**Work request:**
Answer these questions using the flashcards on endogeneity:
1. What can happen to coefficient estimates when an explanatory variable is correlated with the error term?
2. When is measurement error in the independent variable described as particularly problematic?
3. What example is given for single-source bias?

── Extract to read

Endogeneity and Multilevel Analysis Flashcards
Endogeneity
Endogeneity refers to a situation where an explanatory variable is correlated with the error term in a regression model. This correlation can lead to biased and inconsistent estimates of the coefficients, making it difficult to draw valid inferences about causal relationships.
Endogeneity can arise from several sources, including omitted variable , measurement error, simultaneity, reverse causality, common-method bias and single-source bias.
Omitted variables in endogeneity
Uncontrolled confounding variable that is correlated with both the IV and with the error term in the regression formula / the DV
Simultaneity in endogeneity
This occurs when the dependent variable also influences the independent variable. In such cases, it is unclear which variable is the cause, and which is the effect.
Reverse causality in endogeneity
The dependent variable effects the independent variable
Measurement error in endogeneity
When the independent variable is measured with error, it can lead to a correlation between the IV and the error term. This is particularly problematic when the measurement error is systematic.
Example: If income is self-reported and individuals underreport their income, this measurement error can bias the estimated effect of income on consumption.
Common-method bias in endogeneity
Variance is attributable to the measurement method (e.g., survey with 5-point Likert scales) rather than to the constructs the
measures are assumed to represent
Single-source bias in endogeneity
Variance is attributable to the IV and DV being collected from a single source (e.g., self-rated motivation and performance).
Confounding variables
A confounding variable is an extraneous variable that is related to both the independent variable and the dependent variable, potentially leading to a spurious association between them. It can create a false impression of a relationship or mask a true relationship.

────
── Data listing

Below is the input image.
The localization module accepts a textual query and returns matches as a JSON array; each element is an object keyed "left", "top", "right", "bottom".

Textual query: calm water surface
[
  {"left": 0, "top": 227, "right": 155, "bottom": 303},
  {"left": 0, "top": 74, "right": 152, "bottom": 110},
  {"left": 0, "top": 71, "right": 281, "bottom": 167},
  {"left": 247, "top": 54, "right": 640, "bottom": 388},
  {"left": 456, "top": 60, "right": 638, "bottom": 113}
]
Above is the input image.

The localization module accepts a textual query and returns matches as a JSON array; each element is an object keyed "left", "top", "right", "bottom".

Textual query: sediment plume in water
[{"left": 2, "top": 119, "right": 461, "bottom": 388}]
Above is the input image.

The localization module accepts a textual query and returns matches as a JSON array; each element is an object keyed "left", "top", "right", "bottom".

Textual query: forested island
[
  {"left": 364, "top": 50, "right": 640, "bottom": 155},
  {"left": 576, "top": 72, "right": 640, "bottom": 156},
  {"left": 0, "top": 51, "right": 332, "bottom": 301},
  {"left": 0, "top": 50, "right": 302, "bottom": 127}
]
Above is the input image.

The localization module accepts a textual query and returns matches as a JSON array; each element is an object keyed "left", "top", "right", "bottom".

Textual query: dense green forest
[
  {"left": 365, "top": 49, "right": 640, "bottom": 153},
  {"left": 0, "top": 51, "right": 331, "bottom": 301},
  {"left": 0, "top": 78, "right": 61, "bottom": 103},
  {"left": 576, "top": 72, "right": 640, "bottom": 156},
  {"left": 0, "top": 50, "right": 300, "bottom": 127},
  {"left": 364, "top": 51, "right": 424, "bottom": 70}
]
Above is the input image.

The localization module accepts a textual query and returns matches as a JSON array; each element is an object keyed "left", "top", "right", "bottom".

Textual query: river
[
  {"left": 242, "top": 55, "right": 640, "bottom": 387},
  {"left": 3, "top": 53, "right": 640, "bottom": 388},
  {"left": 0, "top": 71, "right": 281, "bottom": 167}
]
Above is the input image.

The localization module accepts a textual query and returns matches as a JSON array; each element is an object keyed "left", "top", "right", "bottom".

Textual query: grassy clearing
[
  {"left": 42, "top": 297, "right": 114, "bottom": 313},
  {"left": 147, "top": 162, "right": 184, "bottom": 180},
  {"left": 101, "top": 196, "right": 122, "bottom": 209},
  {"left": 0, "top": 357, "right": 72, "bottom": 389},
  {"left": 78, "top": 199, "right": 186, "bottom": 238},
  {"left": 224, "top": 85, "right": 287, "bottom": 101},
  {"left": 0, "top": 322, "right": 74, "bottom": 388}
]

────

**Task result:**
1. The estimates can be biased and inconsistent.
2. When the measurement error is systematic.
3. Self-rated motivation and performance.